## START

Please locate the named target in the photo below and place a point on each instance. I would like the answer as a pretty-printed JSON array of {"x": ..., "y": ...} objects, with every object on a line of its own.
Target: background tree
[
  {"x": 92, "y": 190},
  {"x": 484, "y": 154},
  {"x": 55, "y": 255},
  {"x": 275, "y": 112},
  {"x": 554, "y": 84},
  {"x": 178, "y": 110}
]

## END

§ SET EXERCISE:
Could you write out all of the material above verbatim, keeping every line as it appears?

§ TASK SOLUTION:
Please locate the named target in the photo below and place a point on each instance. I would like the answer as a pretty-printed JSON array of {"x": ..., "y": ...} objects, with every object on a line of its own.
Target: background tree
[
  {"x": 92, "y": 190},
  {"x": 484, "y": 154},
  {"x": 55, "y": 255},
  {"x": 275, "y": 112},
  {"x": 554, "y": 84},
  {"x": 178, "y": 110}
]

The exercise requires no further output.